[Exercise] Render the data below as a numbered list, one entry per line, with any blank lines omitted.

[Task material]
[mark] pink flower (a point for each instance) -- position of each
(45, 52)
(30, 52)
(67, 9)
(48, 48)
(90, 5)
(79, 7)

[Solution for this task]
1. [mark] pink flower (a point for each instance) -- position of each
2. (45, 52)
3. (30, 52)
4. (67, 9)
5. (48, 48)
6. (90, 5)
7. (79, 7)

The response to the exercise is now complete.